> [Passage to read]
The stone heads of Nemrut Dagi 

 

 

The night before !
The night before had been quite something. We left the town of Malatya and headed South to Nemrut Dagi looking for a quiet spot to set up camp. It took us longer than usual that evening before we stopped and winched up our tent. It was cold and windy on the ridge of the mountain where we decided to stop but this was the only spot we could find after searching for 45 minutes. A few hours later the wind really picked up ! Troopie without its tent up is already 2.4 meters high. With the tent up, Troopie has the aerodynamics of a garage door ! We tried to sleep in our tent that went back and forth as a metronome (or as a 80 storey Hong Kong building in a typhoon number 10 !). The wind battered the vertical sides of our tent. At one in the morning we decided to leave and find a quieter place !

 

A cold shower after a stormy night (left), our second camping spot for the night (centre), on the way up to the peak (right)

(Bounding-box records)
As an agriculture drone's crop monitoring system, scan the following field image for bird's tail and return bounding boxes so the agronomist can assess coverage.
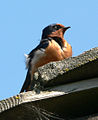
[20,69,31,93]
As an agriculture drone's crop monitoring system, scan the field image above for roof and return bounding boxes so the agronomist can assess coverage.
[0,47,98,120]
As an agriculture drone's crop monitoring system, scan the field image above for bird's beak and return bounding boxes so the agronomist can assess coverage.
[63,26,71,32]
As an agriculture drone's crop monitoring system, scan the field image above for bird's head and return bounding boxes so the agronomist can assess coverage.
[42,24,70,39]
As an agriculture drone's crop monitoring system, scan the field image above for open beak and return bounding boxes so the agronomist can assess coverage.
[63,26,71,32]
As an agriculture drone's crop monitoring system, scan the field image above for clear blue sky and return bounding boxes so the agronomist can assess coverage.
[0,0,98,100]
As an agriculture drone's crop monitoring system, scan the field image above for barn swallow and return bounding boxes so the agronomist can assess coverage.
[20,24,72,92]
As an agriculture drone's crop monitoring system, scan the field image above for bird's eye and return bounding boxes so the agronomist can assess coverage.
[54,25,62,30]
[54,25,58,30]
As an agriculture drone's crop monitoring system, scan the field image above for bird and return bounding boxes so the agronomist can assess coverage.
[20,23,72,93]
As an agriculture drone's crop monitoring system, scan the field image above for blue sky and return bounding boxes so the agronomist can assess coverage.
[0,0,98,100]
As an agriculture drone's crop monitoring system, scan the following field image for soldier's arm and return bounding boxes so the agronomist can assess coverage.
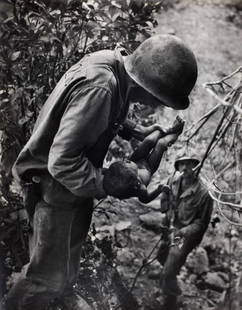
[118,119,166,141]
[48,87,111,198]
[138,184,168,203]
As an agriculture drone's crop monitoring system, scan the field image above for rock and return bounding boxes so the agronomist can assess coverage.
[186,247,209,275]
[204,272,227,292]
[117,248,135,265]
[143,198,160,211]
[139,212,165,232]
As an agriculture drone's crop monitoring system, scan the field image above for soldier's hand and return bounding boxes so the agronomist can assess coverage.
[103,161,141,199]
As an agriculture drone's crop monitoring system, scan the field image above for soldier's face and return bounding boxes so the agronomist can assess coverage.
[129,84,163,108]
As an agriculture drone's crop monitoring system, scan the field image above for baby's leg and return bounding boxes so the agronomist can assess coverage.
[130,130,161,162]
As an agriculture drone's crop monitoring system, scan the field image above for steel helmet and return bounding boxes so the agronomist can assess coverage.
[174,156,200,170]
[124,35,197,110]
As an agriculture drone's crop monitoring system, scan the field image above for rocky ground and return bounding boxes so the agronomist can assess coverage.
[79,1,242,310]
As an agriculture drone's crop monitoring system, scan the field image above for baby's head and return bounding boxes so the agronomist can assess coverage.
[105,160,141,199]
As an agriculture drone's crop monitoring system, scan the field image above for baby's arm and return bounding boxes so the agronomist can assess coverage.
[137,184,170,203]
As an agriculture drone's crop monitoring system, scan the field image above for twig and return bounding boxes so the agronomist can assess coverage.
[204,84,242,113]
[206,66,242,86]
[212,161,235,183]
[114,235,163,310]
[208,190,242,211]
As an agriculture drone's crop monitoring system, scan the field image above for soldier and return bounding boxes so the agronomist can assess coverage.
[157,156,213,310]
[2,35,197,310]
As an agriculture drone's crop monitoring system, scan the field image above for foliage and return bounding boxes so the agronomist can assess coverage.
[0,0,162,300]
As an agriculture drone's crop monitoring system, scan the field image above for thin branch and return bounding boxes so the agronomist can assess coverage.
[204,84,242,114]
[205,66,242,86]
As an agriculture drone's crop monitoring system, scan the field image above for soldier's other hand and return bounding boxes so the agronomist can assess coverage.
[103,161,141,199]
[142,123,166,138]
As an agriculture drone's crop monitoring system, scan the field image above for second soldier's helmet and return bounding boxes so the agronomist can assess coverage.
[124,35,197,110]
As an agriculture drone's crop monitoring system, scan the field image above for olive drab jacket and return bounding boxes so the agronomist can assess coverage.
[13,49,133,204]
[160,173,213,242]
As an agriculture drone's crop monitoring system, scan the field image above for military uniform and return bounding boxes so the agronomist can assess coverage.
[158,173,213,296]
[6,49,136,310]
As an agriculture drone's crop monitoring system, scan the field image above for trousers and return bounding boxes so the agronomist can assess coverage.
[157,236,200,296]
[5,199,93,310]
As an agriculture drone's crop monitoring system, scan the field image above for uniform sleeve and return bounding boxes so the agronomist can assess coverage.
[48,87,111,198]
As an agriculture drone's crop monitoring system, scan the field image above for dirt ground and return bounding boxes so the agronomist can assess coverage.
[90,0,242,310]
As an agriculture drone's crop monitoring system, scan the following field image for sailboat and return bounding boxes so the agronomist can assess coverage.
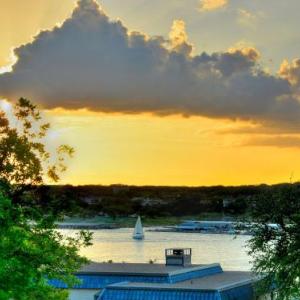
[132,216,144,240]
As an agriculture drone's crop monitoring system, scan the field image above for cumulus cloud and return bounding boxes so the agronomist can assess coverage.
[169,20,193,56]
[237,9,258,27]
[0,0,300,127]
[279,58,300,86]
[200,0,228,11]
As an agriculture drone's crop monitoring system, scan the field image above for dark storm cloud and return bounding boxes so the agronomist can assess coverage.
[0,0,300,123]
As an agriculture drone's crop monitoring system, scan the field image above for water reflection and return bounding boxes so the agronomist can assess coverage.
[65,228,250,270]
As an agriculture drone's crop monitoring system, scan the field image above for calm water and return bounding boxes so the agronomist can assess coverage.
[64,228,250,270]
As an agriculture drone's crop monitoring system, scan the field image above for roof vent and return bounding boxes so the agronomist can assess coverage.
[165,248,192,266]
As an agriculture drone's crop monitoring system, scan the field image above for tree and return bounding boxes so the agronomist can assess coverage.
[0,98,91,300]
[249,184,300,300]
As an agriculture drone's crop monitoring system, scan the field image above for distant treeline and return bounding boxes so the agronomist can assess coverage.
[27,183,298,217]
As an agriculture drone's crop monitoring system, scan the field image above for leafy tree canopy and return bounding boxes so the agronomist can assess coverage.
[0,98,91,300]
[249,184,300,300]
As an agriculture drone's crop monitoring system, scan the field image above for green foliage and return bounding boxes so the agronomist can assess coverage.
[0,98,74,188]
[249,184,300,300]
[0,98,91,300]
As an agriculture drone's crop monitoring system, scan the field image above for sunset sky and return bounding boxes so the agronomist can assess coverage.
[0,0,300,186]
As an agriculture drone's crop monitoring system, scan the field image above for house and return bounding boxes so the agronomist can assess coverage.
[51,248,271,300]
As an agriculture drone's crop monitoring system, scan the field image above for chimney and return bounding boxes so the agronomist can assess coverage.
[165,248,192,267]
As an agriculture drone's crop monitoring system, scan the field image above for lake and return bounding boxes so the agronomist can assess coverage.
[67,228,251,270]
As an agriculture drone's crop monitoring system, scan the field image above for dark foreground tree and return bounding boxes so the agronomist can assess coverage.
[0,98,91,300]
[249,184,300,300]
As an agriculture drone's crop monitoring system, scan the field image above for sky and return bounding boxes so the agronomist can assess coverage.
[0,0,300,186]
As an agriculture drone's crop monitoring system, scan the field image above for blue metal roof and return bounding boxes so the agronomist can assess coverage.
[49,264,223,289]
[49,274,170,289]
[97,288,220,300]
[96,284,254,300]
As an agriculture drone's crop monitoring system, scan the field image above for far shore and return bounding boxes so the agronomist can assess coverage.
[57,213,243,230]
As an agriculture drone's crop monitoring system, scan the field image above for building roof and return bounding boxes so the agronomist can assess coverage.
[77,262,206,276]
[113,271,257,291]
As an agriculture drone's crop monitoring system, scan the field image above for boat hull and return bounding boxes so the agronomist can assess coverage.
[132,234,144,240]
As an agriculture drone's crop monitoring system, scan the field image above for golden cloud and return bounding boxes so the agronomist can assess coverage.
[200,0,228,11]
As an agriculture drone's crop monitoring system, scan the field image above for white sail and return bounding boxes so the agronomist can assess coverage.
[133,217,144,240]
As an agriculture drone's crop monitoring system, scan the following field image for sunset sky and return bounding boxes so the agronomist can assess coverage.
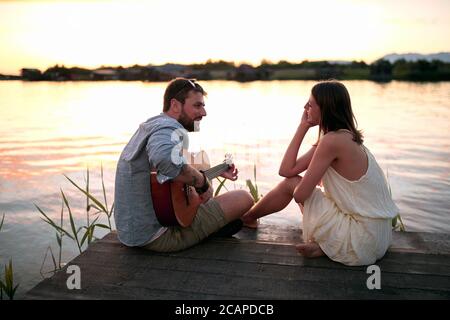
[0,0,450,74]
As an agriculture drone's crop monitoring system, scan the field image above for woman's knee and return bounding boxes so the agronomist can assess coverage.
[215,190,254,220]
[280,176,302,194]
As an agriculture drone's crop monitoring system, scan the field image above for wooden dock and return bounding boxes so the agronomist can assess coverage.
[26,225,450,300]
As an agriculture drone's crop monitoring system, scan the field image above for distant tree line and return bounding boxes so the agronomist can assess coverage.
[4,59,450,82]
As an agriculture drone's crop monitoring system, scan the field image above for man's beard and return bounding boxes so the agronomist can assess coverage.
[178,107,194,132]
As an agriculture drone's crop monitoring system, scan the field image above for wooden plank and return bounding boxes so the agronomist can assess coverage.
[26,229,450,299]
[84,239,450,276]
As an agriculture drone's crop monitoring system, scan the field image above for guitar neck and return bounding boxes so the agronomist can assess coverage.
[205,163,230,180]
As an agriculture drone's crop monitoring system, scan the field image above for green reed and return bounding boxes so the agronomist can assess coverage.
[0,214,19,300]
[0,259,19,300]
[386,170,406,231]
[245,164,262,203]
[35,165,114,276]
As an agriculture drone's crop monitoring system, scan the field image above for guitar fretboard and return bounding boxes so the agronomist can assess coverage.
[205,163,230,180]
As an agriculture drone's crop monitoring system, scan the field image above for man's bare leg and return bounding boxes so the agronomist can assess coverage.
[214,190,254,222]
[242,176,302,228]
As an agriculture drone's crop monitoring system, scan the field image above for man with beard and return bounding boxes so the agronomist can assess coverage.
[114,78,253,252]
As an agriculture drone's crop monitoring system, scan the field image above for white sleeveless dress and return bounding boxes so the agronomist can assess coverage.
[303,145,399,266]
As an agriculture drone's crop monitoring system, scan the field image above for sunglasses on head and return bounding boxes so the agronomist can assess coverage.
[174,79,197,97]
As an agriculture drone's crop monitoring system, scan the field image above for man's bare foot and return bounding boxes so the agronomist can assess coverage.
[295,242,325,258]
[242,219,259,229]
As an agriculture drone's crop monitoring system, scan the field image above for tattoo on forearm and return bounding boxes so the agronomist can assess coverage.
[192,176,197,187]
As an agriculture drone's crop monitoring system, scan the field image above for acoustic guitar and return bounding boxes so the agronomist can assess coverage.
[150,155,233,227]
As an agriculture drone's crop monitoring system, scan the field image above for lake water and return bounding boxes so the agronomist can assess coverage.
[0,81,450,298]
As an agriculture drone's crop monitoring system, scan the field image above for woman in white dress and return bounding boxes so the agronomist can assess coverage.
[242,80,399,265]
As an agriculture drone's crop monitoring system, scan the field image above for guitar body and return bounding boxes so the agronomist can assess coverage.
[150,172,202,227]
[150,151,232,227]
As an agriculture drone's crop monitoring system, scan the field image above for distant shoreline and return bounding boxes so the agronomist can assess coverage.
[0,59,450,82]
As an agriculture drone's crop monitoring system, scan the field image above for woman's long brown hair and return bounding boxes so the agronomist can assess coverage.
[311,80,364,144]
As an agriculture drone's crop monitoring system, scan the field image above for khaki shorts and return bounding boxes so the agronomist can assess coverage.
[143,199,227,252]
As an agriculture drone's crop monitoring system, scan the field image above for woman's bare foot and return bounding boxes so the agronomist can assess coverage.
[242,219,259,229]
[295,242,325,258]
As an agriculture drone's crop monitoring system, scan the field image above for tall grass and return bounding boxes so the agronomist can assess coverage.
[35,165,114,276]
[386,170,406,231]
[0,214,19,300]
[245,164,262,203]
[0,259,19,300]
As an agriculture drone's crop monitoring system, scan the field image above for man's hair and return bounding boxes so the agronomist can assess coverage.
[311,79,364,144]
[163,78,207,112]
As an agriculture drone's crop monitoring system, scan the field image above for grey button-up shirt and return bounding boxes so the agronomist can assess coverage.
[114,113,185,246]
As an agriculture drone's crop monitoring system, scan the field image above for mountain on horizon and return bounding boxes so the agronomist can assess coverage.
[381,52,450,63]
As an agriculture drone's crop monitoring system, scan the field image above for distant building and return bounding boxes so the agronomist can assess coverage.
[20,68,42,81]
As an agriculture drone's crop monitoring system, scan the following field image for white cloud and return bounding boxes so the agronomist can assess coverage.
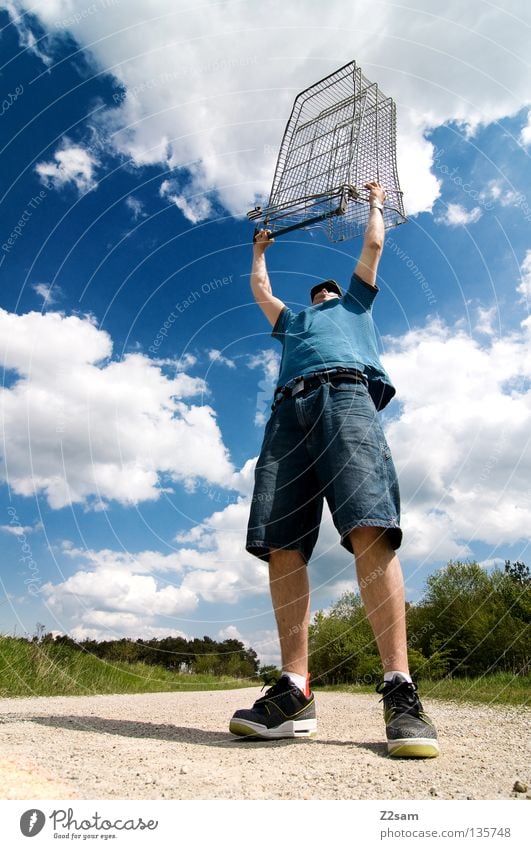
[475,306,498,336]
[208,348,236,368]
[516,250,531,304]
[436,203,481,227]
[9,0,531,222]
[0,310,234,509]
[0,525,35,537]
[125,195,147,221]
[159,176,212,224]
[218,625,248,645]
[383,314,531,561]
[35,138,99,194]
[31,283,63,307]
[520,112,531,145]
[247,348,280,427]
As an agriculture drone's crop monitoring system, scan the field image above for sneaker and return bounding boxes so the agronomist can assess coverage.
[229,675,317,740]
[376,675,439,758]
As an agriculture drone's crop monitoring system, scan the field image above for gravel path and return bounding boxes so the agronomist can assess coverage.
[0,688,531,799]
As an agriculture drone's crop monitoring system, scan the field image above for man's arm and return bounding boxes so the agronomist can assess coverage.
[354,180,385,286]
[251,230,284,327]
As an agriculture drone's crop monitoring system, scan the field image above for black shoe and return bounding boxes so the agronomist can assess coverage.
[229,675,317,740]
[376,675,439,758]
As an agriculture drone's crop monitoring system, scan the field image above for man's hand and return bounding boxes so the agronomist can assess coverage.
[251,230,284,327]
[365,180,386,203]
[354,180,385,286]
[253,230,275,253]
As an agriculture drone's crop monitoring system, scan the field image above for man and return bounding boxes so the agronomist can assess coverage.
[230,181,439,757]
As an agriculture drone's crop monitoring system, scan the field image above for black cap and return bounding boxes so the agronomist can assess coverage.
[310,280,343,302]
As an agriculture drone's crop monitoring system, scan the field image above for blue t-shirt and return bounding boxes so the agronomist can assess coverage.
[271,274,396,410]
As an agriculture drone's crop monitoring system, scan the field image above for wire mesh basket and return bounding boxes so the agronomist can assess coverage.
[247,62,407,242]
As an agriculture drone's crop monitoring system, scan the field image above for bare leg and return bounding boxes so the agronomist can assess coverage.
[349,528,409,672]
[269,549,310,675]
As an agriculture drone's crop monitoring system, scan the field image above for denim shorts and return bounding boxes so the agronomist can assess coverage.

> [Required task 1]
List the things the Nemrut Dagi account compares the tent or Troopie to.
> [Required task 2]
In the Nemrut Dagi account, how long did the travelers search before stopping on the ridge?

> [Exercise output 1]
- a garage door
- a metronome
- an 80 storey Hong Kong building in a typhoon number 10

> [Exercise output 2]
45 minutes